• _REQUIRED WORK_
Find each line in the data below that contains the word "green", matching case exactly, and copy those lines out.

= = = = = = =

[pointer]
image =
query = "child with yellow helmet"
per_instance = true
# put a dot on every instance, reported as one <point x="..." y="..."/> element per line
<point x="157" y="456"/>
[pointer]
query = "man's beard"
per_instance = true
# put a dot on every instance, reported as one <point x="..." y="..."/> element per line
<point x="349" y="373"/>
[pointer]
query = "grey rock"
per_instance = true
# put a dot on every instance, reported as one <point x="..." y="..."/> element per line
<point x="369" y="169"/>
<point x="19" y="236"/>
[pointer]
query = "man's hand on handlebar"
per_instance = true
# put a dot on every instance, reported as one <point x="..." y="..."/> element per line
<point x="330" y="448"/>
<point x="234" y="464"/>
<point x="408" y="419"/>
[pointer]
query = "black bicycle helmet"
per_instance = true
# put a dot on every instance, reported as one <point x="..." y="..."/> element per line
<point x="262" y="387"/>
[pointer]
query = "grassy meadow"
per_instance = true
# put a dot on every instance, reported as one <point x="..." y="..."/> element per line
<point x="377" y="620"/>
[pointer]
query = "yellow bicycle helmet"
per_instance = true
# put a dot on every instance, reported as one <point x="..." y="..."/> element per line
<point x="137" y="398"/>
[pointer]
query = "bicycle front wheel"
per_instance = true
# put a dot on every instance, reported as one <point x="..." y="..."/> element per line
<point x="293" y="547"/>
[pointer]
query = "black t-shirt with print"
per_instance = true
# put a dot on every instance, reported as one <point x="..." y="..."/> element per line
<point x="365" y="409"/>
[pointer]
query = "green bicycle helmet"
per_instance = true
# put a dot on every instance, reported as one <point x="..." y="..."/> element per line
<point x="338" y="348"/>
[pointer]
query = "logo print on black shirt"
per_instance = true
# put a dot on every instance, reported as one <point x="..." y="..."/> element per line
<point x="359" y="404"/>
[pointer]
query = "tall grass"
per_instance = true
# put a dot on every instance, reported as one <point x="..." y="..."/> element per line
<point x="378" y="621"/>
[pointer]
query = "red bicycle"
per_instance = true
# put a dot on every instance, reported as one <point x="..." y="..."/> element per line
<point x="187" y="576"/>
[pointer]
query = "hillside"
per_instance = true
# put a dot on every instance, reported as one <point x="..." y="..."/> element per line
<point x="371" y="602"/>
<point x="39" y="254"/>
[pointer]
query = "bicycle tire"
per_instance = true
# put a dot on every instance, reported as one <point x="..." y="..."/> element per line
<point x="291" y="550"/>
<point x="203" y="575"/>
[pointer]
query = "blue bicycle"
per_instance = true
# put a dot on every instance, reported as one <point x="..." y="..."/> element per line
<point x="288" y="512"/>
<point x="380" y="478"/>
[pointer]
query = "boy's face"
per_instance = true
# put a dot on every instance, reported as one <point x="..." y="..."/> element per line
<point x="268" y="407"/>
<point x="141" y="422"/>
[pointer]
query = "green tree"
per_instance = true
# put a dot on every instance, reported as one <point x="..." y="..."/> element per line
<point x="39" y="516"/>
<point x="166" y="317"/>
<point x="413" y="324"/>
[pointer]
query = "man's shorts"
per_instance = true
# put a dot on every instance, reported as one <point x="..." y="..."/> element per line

= = = = = = =

• _RESPONSE TO THE EXERCISE_
query = "green bicycle helmet"
query = "green tree"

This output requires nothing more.